TWO RUNNERS WALK INTO A BAR…
No, this isn’t the beginning of a tired joke, it’s an increasingly common real-life occurrence. And research shows that, once inside, those avid runners—and other frequent exercisers—tend to accrue bigger tabs than the average bar patron. Picture the Cheers gang clad in head-to-toe sweat-wicking spandex.
A 2009 study from the University of Miami found that the more people exercise, the more they drink—with the most active women consuming the highest amounts every month. It’s a peculiar phenomenon that has had scientists scratching their heads since 1990, when research first pinpointed the alcohol-exercise connection. But they expected that, at some point, the script would be flipped—that the biggest boozers would exercise less. Never happened.
Instead, this landmark 2009 analysis of more than 230,000 men and women revealed that, on average, drinkers of both genders and all ages (not just wild twentysomethings) were 10 percent more likely to engage in vigorous exercise like running. Heavy drinkers exercised 10 minutes more each week than moderate drinkers and 20 minutes more than abstainers. An extra bender actually increased the number of minutes of total and vigorous exercise the men and women did that week.

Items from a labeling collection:

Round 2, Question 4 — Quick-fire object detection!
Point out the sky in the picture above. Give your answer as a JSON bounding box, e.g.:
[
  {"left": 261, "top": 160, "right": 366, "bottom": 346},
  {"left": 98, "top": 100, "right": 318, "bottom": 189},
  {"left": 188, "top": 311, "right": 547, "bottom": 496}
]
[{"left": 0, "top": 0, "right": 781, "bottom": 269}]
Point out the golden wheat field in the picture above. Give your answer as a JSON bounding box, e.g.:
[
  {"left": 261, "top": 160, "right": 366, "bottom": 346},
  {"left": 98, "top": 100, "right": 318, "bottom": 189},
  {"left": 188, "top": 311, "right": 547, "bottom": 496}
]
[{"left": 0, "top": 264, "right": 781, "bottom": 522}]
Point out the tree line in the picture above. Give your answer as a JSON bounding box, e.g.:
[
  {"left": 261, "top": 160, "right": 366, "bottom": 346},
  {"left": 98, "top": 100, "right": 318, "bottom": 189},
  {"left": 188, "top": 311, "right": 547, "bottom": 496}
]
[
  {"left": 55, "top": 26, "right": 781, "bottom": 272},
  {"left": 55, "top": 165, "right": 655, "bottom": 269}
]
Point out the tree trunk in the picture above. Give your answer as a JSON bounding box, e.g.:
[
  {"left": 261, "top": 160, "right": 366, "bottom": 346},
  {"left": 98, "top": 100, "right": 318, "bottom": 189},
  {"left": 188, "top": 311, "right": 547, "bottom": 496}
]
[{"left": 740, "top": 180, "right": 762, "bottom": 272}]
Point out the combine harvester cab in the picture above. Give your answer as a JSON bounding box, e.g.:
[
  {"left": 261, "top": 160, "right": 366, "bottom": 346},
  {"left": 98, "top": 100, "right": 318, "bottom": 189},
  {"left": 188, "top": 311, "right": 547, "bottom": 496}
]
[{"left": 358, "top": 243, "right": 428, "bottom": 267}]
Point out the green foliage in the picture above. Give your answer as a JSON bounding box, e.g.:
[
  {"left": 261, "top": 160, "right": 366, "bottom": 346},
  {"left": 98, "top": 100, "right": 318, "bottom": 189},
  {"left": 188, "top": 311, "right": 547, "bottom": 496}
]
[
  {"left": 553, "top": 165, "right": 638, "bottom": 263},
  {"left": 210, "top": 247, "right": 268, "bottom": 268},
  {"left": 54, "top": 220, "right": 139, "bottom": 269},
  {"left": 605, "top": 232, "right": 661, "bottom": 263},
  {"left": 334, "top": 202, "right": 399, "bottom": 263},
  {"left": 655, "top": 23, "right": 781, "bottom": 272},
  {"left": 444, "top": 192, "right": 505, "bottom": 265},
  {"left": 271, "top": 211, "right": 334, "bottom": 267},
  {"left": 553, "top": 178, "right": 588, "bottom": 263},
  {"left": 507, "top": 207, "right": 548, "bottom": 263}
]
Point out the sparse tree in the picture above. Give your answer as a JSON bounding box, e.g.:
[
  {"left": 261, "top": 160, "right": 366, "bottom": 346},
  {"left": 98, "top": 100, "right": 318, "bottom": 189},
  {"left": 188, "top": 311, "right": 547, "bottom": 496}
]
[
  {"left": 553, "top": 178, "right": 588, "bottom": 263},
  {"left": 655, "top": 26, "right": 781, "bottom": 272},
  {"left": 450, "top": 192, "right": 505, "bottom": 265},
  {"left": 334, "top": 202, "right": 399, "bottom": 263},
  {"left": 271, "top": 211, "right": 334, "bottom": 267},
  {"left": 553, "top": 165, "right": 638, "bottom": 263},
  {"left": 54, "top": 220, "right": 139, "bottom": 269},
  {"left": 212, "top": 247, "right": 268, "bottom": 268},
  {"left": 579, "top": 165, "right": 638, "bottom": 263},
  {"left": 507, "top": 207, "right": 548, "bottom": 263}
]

Stated problem:
Using the text on runners and drinking above, answer each question briefly.
(a) In what year did research first pinpoint the alcohol-exercise connection?
(b) How many men and women were included in the 2009 analysis?
(c) How many more minutes each week did heavy drinkers exercise than abstainers?

Finished exercise:
(a) 1990
(b) More than 230,000
(c) 20 minutes